(Excerpt provided):
# massey ferguson 168 multipower not working,someone help



## lorand

I recently bought a Massey ferguson 168 multipower, but the multipower is stuck in low. My question is, does this cause any problems if I use the tractor just in low,beside that I don't have enginebrake?does this cause anything bad to the engine...?


----------



## hackware

could be various things which could grow worse by running it under existing condition(s)...

clutch/shifter/linkage/etc...

depending on *WHAT* is wrong, nothing might happen, or, it could get worse...

william...


----------



## lorand

okay...well I don't know what could be wrong,because everything else works perfectly...is there some easy way to find out what is the problem...?the thing is that if I change te multipower into high or int low,or whatever I do nothing happens,but I guess it's in low,because I don't have enginebrake....


----------



## lorand

I have some wire coming out of the gearbox....could that have something to do with the multipower not working?


----------



## Mickey

Back when I had a MF165 I recall the manual saying NOT to run in multi-power low for extended periods of time. Seem to recall had something to do with trans not being lubed while in low range.


----------



## lorand

Okay....well I guess I'll have to fix it somehow....although the engine works perfectly,is it true that you can use the multipower only when the engine is heated up?I read somewhere that if the engine is not heated up enough the multipower is not working


----------



## shona13

G.day Lorand.
Mickey is correct if the tractor is used in low multipower for extended periods the front bearing on the multipower input housing does not get lubricated and after a period will require replacement.
If you can find an owners/operators manual it will suggest when using low multipower you should select high now and again to lubricate the front bearing.
If you follow the multipower linkage down to where it goes into the clutch housing you will see a small shaft sticking out and when you operate the multipower lever you should see the shaft moving up and down it should move about 1/4".
Check ALL of the linkage joints and make sure there is no wear ,any wear in the linkage will reduce the effective operating travel and consequently the multipower linkage will not travel enough to engage high multipower.
First operate the lever and select high then with a screwdriver push the linkage down and see if the tractor is in high multipower ,if it works look at the rod that goes into the clutch housing ,attached to it is a clamping arrangement which has a 1/4" bolt if need be you can loosen the bolt and reposition the linkage to suit.
Have a look at this and let us know how you go .
Happy days 
Hutch.


----------



## lorand

okay,thx for the advice I'll try it soon as I will have time,another question,this may sound foolish,but I am new to Massey Ferguson tractors and I don't know what is this thing,and for what do I have to use it,I will post a picture ,hope someone tells me what's that


----------



## shona13

Hi Lorand 
This is the response lever use it to safely control the rate of lowering of three point hitch equipment,say you have a disc plow which is fairly heavy ,if you move the lever to SLOW the implement will drop very safely and slowly,the more you move the lever to FAST the quicker the implement will lower.

(Extracted entries):
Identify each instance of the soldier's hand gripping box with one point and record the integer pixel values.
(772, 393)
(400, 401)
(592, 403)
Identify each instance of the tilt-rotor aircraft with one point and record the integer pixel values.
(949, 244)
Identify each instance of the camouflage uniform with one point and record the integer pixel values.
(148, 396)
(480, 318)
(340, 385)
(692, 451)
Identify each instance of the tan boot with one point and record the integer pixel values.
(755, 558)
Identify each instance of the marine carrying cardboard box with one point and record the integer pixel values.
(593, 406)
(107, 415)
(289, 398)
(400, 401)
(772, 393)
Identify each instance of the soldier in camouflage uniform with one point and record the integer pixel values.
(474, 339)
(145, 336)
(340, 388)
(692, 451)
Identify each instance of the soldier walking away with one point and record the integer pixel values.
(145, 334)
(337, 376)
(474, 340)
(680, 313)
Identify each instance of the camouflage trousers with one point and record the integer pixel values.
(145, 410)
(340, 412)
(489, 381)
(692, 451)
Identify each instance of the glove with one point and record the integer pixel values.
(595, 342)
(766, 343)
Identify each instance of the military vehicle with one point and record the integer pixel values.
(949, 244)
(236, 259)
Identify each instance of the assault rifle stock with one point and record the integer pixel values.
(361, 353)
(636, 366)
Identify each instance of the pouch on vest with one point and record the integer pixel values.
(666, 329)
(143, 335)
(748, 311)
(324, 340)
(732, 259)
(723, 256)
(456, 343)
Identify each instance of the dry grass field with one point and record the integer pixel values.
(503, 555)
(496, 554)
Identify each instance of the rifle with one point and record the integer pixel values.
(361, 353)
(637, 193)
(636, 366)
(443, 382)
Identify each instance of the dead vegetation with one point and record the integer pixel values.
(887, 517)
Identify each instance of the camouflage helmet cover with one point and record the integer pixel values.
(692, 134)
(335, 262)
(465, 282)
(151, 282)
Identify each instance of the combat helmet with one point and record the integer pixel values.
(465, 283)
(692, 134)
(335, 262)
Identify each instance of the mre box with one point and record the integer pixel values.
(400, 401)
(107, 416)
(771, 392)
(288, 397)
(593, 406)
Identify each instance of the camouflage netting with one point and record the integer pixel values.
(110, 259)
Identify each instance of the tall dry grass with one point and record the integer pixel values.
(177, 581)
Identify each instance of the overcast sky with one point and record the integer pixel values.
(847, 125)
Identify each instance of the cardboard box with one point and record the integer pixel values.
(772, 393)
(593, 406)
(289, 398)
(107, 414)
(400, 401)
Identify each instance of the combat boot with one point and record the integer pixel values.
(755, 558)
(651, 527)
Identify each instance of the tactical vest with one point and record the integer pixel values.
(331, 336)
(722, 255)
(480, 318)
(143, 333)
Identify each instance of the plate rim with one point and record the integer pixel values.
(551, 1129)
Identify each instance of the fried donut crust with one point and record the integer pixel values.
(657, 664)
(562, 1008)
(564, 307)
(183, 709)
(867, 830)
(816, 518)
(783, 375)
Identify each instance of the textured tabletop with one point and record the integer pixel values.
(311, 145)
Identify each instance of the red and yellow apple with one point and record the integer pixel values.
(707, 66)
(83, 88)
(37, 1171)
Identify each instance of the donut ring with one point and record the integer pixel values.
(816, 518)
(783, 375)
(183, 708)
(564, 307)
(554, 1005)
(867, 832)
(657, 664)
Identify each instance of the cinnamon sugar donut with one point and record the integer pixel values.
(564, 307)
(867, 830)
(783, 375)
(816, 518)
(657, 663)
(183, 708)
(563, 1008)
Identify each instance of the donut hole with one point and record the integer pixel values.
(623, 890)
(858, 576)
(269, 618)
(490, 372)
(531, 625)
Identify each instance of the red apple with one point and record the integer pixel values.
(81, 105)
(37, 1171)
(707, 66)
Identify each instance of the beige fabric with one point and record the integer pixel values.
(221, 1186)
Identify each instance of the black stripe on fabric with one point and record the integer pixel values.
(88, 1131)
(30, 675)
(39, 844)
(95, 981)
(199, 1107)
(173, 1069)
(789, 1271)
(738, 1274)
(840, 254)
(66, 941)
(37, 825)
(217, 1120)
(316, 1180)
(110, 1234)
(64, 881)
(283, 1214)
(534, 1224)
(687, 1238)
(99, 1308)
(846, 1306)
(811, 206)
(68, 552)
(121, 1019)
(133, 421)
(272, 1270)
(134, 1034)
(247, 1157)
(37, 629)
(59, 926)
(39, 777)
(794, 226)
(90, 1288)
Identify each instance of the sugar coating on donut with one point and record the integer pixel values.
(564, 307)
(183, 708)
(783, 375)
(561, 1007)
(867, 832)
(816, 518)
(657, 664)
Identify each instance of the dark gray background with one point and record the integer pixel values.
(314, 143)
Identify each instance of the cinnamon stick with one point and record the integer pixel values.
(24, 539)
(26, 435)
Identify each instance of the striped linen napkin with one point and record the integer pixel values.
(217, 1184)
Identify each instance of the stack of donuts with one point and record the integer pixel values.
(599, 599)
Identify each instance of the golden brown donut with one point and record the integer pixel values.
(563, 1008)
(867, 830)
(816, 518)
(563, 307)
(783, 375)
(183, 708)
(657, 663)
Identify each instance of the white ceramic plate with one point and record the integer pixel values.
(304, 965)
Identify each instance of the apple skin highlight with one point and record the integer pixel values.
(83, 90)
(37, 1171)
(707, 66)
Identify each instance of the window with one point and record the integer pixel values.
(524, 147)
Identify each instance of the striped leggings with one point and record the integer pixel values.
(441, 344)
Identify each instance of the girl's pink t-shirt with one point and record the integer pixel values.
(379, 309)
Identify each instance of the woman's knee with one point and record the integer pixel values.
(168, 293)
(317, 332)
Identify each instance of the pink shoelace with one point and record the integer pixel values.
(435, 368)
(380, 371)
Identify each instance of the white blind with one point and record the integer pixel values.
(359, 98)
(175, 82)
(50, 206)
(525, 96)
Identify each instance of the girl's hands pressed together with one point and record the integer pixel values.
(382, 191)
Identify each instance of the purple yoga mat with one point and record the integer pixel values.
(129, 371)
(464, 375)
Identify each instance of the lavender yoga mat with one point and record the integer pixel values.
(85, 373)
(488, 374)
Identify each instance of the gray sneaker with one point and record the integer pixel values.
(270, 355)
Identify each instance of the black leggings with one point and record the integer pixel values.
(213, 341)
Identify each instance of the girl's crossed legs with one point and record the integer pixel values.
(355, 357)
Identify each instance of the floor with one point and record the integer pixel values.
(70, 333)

(Exercise A): List the usernames of everyone who posts in the Massey Ferguson 168 multipower thread.
(Exercise B): Please pick up the Massey Ferguson 168 multipower thread after its final sentence and continue it.

(Task response A): lorand, hackware, Mickey, shona13

(Task response B):
Incidentally the bolt with the long thread ,the one in the picture next to the red wire is the foot brake adjustment if the brake pedals hit the footplate when you push the brake pedals down First unlock the latch that connects the two pedals together Then tighten the nuts MAXIMUM TWO FULL TURNS at a time till the pedal travels down and stops about one inch from the foot plate ,do this to the other side and when you get them both about the same lock the both pedals together and try the brakes ,drive in second gear say three miles per hour and gently apply the brakes when they are adjusted properly the both should lock at the same time Make sure the handbrake is in the OFF position before adjusting.
Just a word of caution do not overtighten the brakes or you will smell something burning the brake pedals by design are meant to have plenty of clearance.
Happy Days 
Hutch.


----------



## lorand

Hi Hutch
Thanks for the information,I adjusted the brakes because only one of the brakes worked,now both of the brakes work,and at the same time....this is very important until I repair the multipower,cause without enginebrake it's dangerous to go down hills....


----------



## shona13

Hi lorand 
It sounds like you have had Practical experience with the Massey Multi Power system,I once had to explain to a customer why his tractor when he was unloading it from the back of a semi trailer was doing 20 miles per hour when it got to the bottom of the loading ramps being in low multipower it ended up that the company swapped his multipower tractor for a standard eight speed much safer. 
Any how that was a good introduction to the Multipower and i hope you pass this onto others who may face the same experience.
Happy Days
Hutch.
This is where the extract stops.